EXCERPT:

----------------------------------------

In general, when the temperature decreases, both r₁ and r_q increase. In the following, we vary r₁, plotting results for fixed r_q, as a function of r₁. In particular, when ${r}_{1}={r}_{q}=\bar{U}=0$, modes with wave number $k\ne q,1$ decay as $\sigma (k)={\sigma }_{0}{k}^{2}{(1-{k}^{2})}^{2}{({q}^{2}-{k}^{2})}^{2}/{q}^{4}$. When ${r}_{1}\ne 0$ or ${r}_{q}\ne 0$ there are additional terms in σ(k) and when $\bar{U}\ne 0$ the growth rate σ(k) is also influenced by the parameter Q [18]. This important parameter also controls the strength of three-wave interactions. With appropriate choice of q, such as $q=1/(2\cos (\pi /12))\approx 0.5176$ or $q=1/(2\cos (\pi /5))\approx 0.6180$, the model promotes the formation of dodecagonal QCs in 2D (d = 2) or icosahedral QCs in 3D (d = 3), respectively [18, 35].

----------------------------------------

(Rows from a dataset)

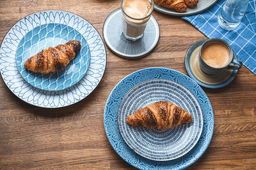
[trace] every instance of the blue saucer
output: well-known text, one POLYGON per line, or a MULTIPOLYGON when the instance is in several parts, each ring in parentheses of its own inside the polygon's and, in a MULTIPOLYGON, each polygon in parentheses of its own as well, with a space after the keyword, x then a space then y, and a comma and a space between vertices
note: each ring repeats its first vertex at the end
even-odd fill
MULTIPOLYGON (((224 87, 233 81, 237 74, 238 70, 233 71, 226 70, 221 75, 209 75, 204 73, 199 68, 199 66, 196 65, 197 64, 196 62, 197 62, 196 59, 195 58, 195 60, 190 61, 191 58, 195 57, 195 56, 194 55, 195 54, 193 54, 193 53, 196 53, 197 50, 198 51, 198 49, 197 49, 198 47, 200 48, 199 46, 202 45, 207 40, 204 39, 198 41, 189 48, 186 54, 185 57, 186 69, 189 76, 201 86, 211 88, 216 88, 224 87), (192 64, 192 62, 195 64, 192 64), (192 68, 191 65, 193 65, 193 67, 194 67, 192 68), (198 76, 195 74, 195 71, 197 72, 198 76), (199 77, 198 76, 199 75, 202 75, 202 76, 199 77), (204 78, 204 80, 203 78, 204 78), (222 80, 221 79, 223 79, 222 80), (205 80, 207 81, 205 81, 205 80), (216 81, 214 83, 211 83, 214 81, 216 81), (211 83, 209 83, 210 82, 211 82, 211 83)), ((233 55, 234 58, 237 59, 236 55, 234 51, 233 55)))

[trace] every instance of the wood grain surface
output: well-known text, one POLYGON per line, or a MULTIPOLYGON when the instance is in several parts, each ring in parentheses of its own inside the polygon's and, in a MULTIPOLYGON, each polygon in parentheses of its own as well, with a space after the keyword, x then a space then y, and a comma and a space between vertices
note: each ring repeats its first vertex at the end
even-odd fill
MULTIPOLYGON (((114 0, 0 0, 0 42, 12 26, 39 11, 60 9, 84 18, 102 35, 105 19, 120 7, 114 0)), ((42 108, 19 99, 0 81, 0 169, 134 170, 115 152, 104 128, 107 99, 123 77, 139 69, 163 67, 188 75, 186 51, 206 37, 180 17, 154 11, 160 29, 155 49, 138 60, 108 48, 107 64, 97 89, 64 108, 42 108)), ((187 170, 256 169, 256 76, 245 67, 230 84, 203 88, 214 114, 214 132, 203 156, 187 170)))

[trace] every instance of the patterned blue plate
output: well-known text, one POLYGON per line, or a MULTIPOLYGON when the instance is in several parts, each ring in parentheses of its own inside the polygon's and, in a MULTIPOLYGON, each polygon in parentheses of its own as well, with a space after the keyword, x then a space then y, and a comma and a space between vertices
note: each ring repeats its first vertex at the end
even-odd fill
MULTIPOLYGON (((66 41, 70 40, 69 38, 67 38, 66 41)), ((60 41, 60 43, 66 41, 60 41)), ((85 44, 85 41, 83 41, 83 44, 85 44)), ((85 47, 86 48, 86 46, 85 47)), ((89 50, 88 51, 89 53, 89 50)), ((22 19, 7 32, 0 47, 0 72, 8 88, 23 101, 45 108, 69 106, 87 97, 96 88, 102 78, 106 61, 104 43, 95 28, 82 17, 63 11, 43 11, 22 19), (77 36, 82 36, 87 42, 91 56, 88 70, 79 82, 69 88, 55 91, 41 90, 29 84, 20 73, 16 64, 17 50, 22 39, 29 31, 36 31, 34 29, 38 26, 52 23, 67 26, 72 29, 72 32, 76 33, 77 36)))
POLYGON ((57 91, 74 85, 83 78, 89 68, 90 54, 85 38, 74 28, 60 23, 49 23, 37 26, 27 33, 18 45, 16 57, 20 73, 28 83, 40 89, 57 91), (80 41, 82 47, 64 70, 45 74, 34 73, 24 68, 25 62, 30 57, 44 49, 71 40, 80 41))
POLYGON ((125 161, 141 170, 181 170, 197 160, 208 147, 213 132, 214 118, 210 101, 203 90, 191 79, 170 69, 152 68, 134 72, 115 86, 107 101, 104 114, 104 126, 107 137, 114 150, 125 161), (188 153, 171 161, 150 160, 138 155, 126 143, 119 132, 118 108, 127 93, 135 86, 146 81, 163 79, 177 83, 186 88, 195 97, 202 111, 203 125, 198 141, 188 153))
POLYGON ((175 159, 188 152, 198 141, 203 130, 200 104, 183 86, 164 79, 154 79, 135 86, 123 98, 118 109, 118 126, 121 135, 134 152, 155 161, 175 159), (128 115, 155 102, 167 101, 191 114, 192 122, 161 130, 126 123, 128 115))

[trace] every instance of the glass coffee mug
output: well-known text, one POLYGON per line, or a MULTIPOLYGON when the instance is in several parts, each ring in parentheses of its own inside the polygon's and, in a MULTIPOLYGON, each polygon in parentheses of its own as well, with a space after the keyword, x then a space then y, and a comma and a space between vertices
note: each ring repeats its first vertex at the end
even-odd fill
MULTIPOLYGON (((214 44, 213 45, 214 45, 214 44)), ((233 50, 229 44, 226 41, 218 38, 210 39, 204 42, 200 48, 198 57, 200 68, 205 73, 209 75, 217 75, 220 74, 226 69, 229 70, 238 69, 243 66, 243 63, 240 61, 234 58, 233 50), (209 46, 209 44, 211 45, 212 44, 211 44, 211 43, 216 43, 216 46, 215 47, 212 47, 212 48, 209 49, 208 51, 203 51, 207 46, 209 46), (218 46, 220 45, 220 44, 218 44, 218 43, 221 44, 220 46, 218 46), (222 45, 224 46, 222 46, 222 45), (202 56, 202 53, 204 53, 202 54, 202 55, 207 55, 207 53, 214 53, 214 51, 213 50, 213 49, 216 50, 215 51, 218 54, 216 55, 219 56, 218 60, 219 61, 218 61, 218 62, 219 64, 221 64, 220 66, 218 66, 217 63, 215 62, 216 62, 216 60, 217 59, 211 58, 211 57, 214 57, 214 55, 213 55, 212 54, 209 55, 209 56, 211 57, 208 58, 210 62, 212 62, 211 64, 209 64, 209 62, 207 63, 207 61, 205 61, 206 59, 204 59, 204 58, 205 58, 205 57, 202 56), (223 52, 221 53, 220 52, 221 51, 224 51, 223 52), (223 56, 220 56, 220 54, 226 54, 226 55, 223 55, 223 56), (214 66, 215 64, 216 64, 216 65, 214 66)))
POLYGON ((154 9, 153 0, 122 0, 121 7, 124 35, 133 41, 141 38, 154 9))

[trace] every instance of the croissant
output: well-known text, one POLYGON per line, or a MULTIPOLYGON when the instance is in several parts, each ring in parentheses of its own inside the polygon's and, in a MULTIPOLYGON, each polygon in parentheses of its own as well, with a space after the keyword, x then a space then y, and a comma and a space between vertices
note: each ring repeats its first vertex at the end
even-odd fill
POLYGON ((171 8, 178 12, 184 12, 187 6, 184 0, 154 0, 157 5, 171 8))
POLYGON ((60 71, 65 69, 81 49, 80 41, 70 41, 65 44, 43 50, 28 58, 24 66, 28 70, 43 74, 60 71))
POLYGON ((183 108, 168 102, 158 102, 129 115, 126 122, 132 126, 164 130, 192 121, 192 115, 183 108))
POLYGON ((183 0, 185 4, 188 7, 193 8, 198 3, 198 0, 183 0))

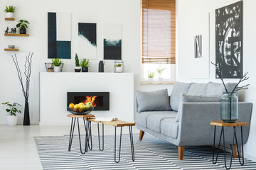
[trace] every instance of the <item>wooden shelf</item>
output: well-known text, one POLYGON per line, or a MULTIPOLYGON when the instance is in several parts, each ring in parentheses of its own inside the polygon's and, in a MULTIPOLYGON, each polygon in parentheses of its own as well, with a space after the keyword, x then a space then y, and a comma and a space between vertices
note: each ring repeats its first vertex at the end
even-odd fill
POLYGON ((14 21, 15 20, 14 18, 5 18, 4 19, 5 19, 5 21, 14 21))
POLYGON ((28 37, 28 34, 4 34, 4 36, 22 36, 28 37))
POLYGON ((17 48, 5 48, 5 51, 18 51, 18 49, 17 48))

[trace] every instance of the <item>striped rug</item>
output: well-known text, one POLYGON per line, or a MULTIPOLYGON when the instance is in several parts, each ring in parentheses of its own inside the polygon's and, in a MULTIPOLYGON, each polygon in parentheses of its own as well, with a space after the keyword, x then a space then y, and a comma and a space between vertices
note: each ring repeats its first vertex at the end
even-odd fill
MULTIPOLYGON (((148 134, 142 141, 138 137, 134 135, 135 161, 132 162, 129 135, 122 135, 118 164, 114 162, 114 135, 105 136, 104 151, 98 149, 97 136, 92 136, 93 149, 85 154, 80 152, 78 136, 74 136, 70 152, 68 135, 35 137, 35 142, 43 169, 225 169, 223 152, 218 163, 212 164, 211 147, 186 147, 183 160, 179 161, 176 146, 148 134)), ((245 159, 242 166, 235 159, 231 169, 256 169, 256 163, 245 159)))

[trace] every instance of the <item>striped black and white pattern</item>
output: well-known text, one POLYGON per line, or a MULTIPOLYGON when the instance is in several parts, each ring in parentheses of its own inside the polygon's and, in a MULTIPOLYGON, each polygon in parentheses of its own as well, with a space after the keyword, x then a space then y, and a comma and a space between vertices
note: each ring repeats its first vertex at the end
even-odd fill
MULTIPOLYGON (((223 152, 218 163, 212 164, 211 147, 186 147, 183 160, 179 161, 176 146, 147 134, 142 141, 134 135, 135 162, 132 160, 129 135, 123 135, 118 164, 114 162, 114 135, 105 136, 104 151, 99 150, 97 137, 92 136, 93 149, 85 154, 80 152, 78 136, 68 152, 68 135, 35 137, 43 169, 225 169, 223 152)), ((256 169, 256 163, 245 159, 241 166, 235 159, 232 169, 256 169)))

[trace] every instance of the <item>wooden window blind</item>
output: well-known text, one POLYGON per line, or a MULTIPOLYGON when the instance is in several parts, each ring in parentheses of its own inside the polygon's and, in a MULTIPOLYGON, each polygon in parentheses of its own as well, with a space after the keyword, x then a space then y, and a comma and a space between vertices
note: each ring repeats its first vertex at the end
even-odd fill
POLYGON ((176 0, 142 0, 142 63, 175 64, 176 0))

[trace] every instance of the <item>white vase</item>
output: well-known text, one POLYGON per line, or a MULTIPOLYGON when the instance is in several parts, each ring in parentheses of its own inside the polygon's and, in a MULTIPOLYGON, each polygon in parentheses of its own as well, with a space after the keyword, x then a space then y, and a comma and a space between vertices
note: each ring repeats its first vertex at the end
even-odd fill
POLYGON ((18 117, 16 115, 6 115, 6 122, 7 122, 7 125, 9 125, 9 126, 16 125, 17 123, 18 123, 18 117))
POLYGON ((6 18, 14 18, 14 13, 6 13, 6 18))

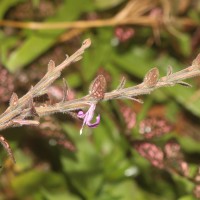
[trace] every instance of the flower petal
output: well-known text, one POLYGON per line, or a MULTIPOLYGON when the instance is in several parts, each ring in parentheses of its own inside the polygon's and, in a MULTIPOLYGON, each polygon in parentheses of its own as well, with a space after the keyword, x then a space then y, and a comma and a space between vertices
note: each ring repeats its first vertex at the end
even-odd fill
POLYGON ((86 122, 86 124, 87 124, 90 128, 95 128, 95 127, 97 127, 97 126, 99 125, 99 123, 100 123, 100 115, 98 115, 98 116, 96 117, 96 122, 94 122, 94 123, 90 123, 90 121, 86 122))

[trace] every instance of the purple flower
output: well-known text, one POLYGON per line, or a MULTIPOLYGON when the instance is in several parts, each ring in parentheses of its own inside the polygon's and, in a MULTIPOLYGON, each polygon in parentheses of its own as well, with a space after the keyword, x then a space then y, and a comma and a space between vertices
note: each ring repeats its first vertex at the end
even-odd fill
POLYGON ((86 113, 84 113, 83 111, 79 111, 77 116, 81 119, 84 119, 83 120, 83 125, 81 127, 81 130, 80 130, 80 135, 82 134, 83 132, 83 127, 84 125, 86 124, 87 126, 91 127, 91 128, 95 128, 99 125, 100 123, 100 115, 98 115, 96 117, 96 122, 94 123, 91 123, 91 120, 93 119, 93 116, 94 116, 94 111, 95 111, 95 108, 96 108, 96 104, 93 103, 90 105, 90 108, 88 109, 88 111, 86 113))

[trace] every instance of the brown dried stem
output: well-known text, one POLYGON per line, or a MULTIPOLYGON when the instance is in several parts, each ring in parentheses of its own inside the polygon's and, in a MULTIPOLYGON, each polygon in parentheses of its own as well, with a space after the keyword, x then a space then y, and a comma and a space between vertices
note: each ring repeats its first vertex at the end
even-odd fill
POLYGON ((33 98, 45 94, 48 87, 60 76, 61 71, 71 63, 80 60, 84 50, 88 48, 90 44, 91 41, 89 39, 85 40, 80 49, 78 49, 72 56, 66 58, 66 60, 57 67, 54 66, 55 64, 53 61, 50 61, 48 71, 45 76, 20 99, 18 99, 17 95, 14 93, 10 100, 10 106, 0 116, 0 130, 12 126, 38 125, 38 121, 26 120, 27 117, 33 117, 34 115, 42 117, 44 115, 50 115, 57 112, 67 113, 87 108, 94 102, 97 103, 99 101, 112 99, 136 100, 134 98, 137 96, 150 94, 155 89, 166 86, 174 86, 175 84, 188 86, 188 84, 182 80, 200 75, 199 54, 191 66, 179 72, 172 73, 172 68, 169 68, 167 75, 159 78, 158 69, 153 68, 146 74, 141 84, 128 88, 124 88, 125 81, 123 80, 123 83, 120 83, 117 89, 105 93, 102 99, 97 100, 92 95, 88 94, 79 99, 69 101, 64 100, 51 106, 44 105, 34 107, 33 98))

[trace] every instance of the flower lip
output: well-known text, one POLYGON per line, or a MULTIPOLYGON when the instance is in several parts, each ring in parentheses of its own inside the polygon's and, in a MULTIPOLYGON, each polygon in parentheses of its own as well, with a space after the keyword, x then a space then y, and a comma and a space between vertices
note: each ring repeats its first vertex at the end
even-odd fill
POLYGON ((80 119, 83 119, 83 124, 80 130, 80 135, 83 132, 83 127, 86 124, 90 128, 95 128, 99 125, 100 123, 100 115, 96 117, 96 121, 94 123, 91 123, 93 117, 94 117, 94 111, 96 108, 96 103, 90 104, 90 107, 86 113, 84 113, 82 110, 78 112, 77 117, 80 119))

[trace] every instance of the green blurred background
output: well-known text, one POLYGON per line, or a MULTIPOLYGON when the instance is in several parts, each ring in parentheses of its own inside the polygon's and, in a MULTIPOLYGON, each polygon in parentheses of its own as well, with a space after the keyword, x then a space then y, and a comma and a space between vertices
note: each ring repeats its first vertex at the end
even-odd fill
MULTIPOLYGON (((184 69, 199 53, 199 25, 199 0, 0 0, 0 110, 8 106, 13 91, 22 96, 41 79, 49 60, 59 64, 86 38, 92 46, 62 74, 71 98, 86 95, 98 74, 105 76, 111 91, 123 76, 127 87, 141 83, 155 66, 161 76, 168 66, 184 69), (81 20, 83 26, 33 30, 28 24, 14 28, 6 20, 81 20)), ((100 125, 85 127, 81 136, 82 122, 65 114, 44 117, 37 128, 2 131, 17 162, 13 164, 1 147, 0 200, 200 197, 200 81, 197 77, 188 82, 192 88, 160 88, 141 97, 142 105, 132 100, 100 103, 96 110, 100 125), (141 134, 142 123, 152 137, 141 134), (165 152, 169 141, 180 148, 172 149, 173 159, 165 152), (136 146, 145 143, 151 145, 144 155, 136 146), (160 151, 162 166, 153 164, 160 151)), ((62 78, 49 94, 54 103, 59 95, 62 78)), ((35 101, 48 102, 48 98, 35 101)))

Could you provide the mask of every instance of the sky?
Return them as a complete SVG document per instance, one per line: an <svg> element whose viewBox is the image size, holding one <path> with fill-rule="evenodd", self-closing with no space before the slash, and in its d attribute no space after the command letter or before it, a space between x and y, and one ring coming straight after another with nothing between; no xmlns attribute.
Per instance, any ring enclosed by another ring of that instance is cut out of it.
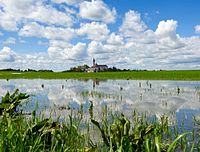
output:
<svg viewBox="0 0 200 152"><path fill-rule="evenodd" d="M200 69L199 0L0 0L0 69Z"/></svg>

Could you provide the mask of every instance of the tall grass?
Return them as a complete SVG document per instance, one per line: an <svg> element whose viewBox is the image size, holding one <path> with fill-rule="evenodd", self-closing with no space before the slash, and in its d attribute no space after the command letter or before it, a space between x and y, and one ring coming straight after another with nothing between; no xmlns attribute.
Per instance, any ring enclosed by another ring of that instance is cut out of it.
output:
<svg viewBox="0 0 200 152"><path fill-rule="evenodd" d="M26 98L19 98L20 95L9 94L8 98L7 94L5 97L9 100L15 98L21 103ZM159 120L149 119L147 114L133 111L131 117L126 117L104 107L101 119L97 120L91 102L88 109L90 118L87 120L82 106L78 111L65 109L70 114L64 120L53 120L36 115L35 110L27 117L23 111L10 111L7 107L10 106L4 107L0 114L0 151L3 152L200 151L198 130L184 132L176 125L170 126L166 115ZM195 122L200 128L200 122Z"/></svg>

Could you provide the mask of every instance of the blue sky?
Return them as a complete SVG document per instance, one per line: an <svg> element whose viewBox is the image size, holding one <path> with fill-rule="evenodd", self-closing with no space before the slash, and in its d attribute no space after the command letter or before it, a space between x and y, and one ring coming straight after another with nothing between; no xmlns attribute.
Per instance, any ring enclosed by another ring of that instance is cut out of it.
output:
<svg viewBox="0 0 200 152"><path fill-rule="evenodd" d="M1 0L0 69L199 69L198 0Z"/></svg>

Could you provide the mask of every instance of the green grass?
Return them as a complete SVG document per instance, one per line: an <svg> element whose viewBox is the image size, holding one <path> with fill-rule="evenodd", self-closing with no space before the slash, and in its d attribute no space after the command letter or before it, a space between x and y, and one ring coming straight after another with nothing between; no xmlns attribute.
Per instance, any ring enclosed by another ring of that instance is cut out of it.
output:
<svg viewBox="0 0 200 152"><path fill-rule="evenodd" d="M133 79L133 80L200 80L200 70L129 71L129 72L0 72L0 79Z"/></svg>

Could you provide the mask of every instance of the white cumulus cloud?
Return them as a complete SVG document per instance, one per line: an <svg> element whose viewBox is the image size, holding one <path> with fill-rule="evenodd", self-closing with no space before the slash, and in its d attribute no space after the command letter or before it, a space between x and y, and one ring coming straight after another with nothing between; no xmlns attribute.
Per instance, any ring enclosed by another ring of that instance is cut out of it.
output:
<svg viewBox="0 0 200 152"><path fill-rule="evenodd" d="M96 41L105 40L109 32L106 24L98 22L81 24L80 29L77 30L79 35Z"/></svg>
<svg viewBox="0 0 200 152"><path fill-rule="evenodd" d="M140 13L130 10L125 14L120 32L126 37L132 37L146 30L147 26L142 21Z"/></svg>
<svg viewBox="0 0 200 152"><path fill-rule="evenodd" d="M3 42L3 45L9 45L9 44L16 44L16 39L14 37L9 37Z"/></svg>
<svg viewBox="0 0 200 152"><path fill-rule="evenodd" d="M102 0L84 1L80 4L80 16L84 19L114 23L116 10L112 10Z"/></svg>
<svg viewBox="0 0 200 152"><path fill-rule="evenodd" d="M12 51L9 47L3 47L0 51L0 61L1 62L14 62L15 61L15 52Z"/></svg>
<svg viewBox="0 0 200 152"><path fill-rule="evenodd" d="M194 29L196 33L200 34L200 25L196 25Z"/></svg>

----------------------------------------

GOAL A: In the excerpt, what generally happens to r₁ and r_q as the temperature drops?
GOAL B: Summarize the excerpt in two sentences.
The data have no connection to the excerpt.

COMPLETE RESPONSE A: Both r₁ and r_q increase.

COMPLETE RESPONSE B: Lowering the temperature generally raises both r₁ and r_q, and the growth rate σ(k) gains extra terms when either is nonzero and also depends on the parameter Q, which controls three-wave interactions, when Ū is nonzero. With a suitable choice of q, the model promotes dodecagonal QCs in 2D or icosahedral QCs in 3D.